_GOAL OF THE EXERCISE_
Before doing anything else, copy the entries below exactly.

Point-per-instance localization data

______

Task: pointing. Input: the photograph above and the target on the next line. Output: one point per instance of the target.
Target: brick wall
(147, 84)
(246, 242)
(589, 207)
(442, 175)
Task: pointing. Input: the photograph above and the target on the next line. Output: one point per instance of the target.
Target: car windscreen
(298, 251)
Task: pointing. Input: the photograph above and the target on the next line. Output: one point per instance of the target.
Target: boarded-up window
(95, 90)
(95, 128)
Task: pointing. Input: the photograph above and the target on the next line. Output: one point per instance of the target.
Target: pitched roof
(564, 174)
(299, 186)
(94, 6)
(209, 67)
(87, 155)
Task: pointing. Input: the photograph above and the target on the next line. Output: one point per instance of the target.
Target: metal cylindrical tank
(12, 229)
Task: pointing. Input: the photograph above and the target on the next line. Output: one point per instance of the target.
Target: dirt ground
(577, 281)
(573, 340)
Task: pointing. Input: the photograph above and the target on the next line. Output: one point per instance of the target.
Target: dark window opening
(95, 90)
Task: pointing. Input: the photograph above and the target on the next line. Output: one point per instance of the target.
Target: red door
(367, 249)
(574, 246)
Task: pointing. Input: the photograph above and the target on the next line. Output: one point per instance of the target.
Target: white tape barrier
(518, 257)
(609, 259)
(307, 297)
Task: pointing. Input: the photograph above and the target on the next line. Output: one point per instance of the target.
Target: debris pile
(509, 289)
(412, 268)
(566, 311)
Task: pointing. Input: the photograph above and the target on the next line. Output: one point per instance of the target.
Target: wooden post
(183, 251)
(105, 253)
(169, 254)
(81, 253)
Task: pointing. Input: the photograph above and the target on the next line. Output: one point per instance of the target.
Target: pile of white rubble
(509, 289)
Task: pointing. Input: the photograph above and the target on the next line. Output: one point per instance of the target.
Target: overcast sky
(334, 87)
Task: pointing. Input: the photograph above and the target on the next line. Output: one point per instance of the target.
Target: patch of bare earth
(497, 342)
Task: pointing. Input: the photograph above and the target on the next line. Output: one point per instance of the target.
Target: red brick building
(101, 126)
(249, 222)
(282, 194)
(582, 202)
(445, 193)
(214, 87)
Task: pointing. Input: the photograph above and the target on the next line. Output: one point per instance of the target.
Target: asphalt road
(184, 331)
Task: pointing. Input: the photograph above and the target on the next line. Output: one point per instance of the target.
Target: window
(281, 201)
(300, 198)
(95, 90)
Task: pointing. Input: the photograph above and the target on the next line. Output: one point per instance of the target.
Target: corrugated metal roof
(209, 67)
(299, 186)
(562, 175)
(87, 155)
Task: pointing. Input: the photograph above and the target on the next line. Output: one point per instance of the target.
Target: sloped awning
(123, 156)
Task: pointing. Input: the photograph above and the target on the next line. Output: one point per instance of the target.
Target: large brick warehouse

______

_TASK SOLUTION_
Task: pointing. Input: the photograph above and the target on the next line. Output: one point per instance of the target.
Target: brick wall
(147, 84)
(246, 242)
(589, 207)
(442, 175)
Task: pointing. Input: the photograph above and the target on the next line. Output: one point per instance of the target.
Target: car windscreen
(298, 251)
Task: pointing. Input: the photograph above and the target on the next line. Output: one point per instance of the target.
Target: boarded-up window
(95, 90)
(95, 128)
Task: pointing. Input: the photograph above and the target on the next line. Output: one point per instance of the target.
Target: pitched roof
(564, 174)
(299, 186)
(94, 6)
(209, 67)
(87, 155)
Task: pointing. Input: the photograph above and the target on the next line. Output: one point per instance of the target.
Target: metal cylindrical tank
(12, 229)
Task: pointing. Input: the photograph above and the target on the next line. Output: one point per instance of the target.
Target: dirt ground
(577, 281)
(573, 340)
Task: pointing. Input: the photograph above and the target on the next line. Output: one point per instance of the target.
Target: dark window opening
(95, 90)
Task: pointing. Input: the photograph above and the target on the next line. Output: one point per instance of the target.
Target: red door
(367, 249)
(574, 246)
Task: pointing. Input: the photograph above and the target on the next line. Output: one point per instance of the target.
Target: white tape barrier
(518, 257)
(609, 259)
(307, 297)
Task: pointing. Input: the photograph above and the target on the next line. Output: one point per instance of the target.
Target: debris pile
(509, 289)
(412, 268)
(566, 311)
Task: pointing. Input: the photograph above and the target on the next line. Output: one point per instance of the target.
Target: wooden post
(183, 251)
(105, 253)
(169, 254)
(81, 253)
Task: pointing. Input: the photograph above and the target on the next line. Output: one point per instance of the target.
Target: pile of white rubble
(509, 289)
Task: pointing. Input: the photograph above and the target on the next line. Output: one point per instance of the target.
Target: overcast sky
(334, 87)
Task: pointing. Input: the photograph above and the target on the next line. Output: one point per instance of the target.
Target: patch of bare earth
(497, 342)
Task: pointing. Input: the photograph above and the target on the next line. Output: one point per instance of the target.
Target: red brick building
(101, 126)
(249, 222)
(282, 194)
(582, 202)
(445, 193)
(214, 87)
Task: pointing. Input: the photograph above and the target on the next line. Output: one point per instance of the target.
Target: asphalt road
(184, 331)
Task: pointing. Input: the photograph above and the target on the next line. Output: one point per instance of the target.
Target: window
(281, 201)
(300, 198)
(95, 90)
Task: pointing. Input: the photograph above and the target on the next line. Output: one point per instance of the target.
Target: corrugated metal roof
(209, 67)
(299, 186)
(562, 175)
(87, 155)
Task: pointing. Input: the photograph above and the target on the next line. Output: one point per instance of the target.
Target: sloped awning
(123, 156)
Task: pointing. Input: the photograph above and the target on the next line. Output: one point per instance of the target.
Target: large brick warehouse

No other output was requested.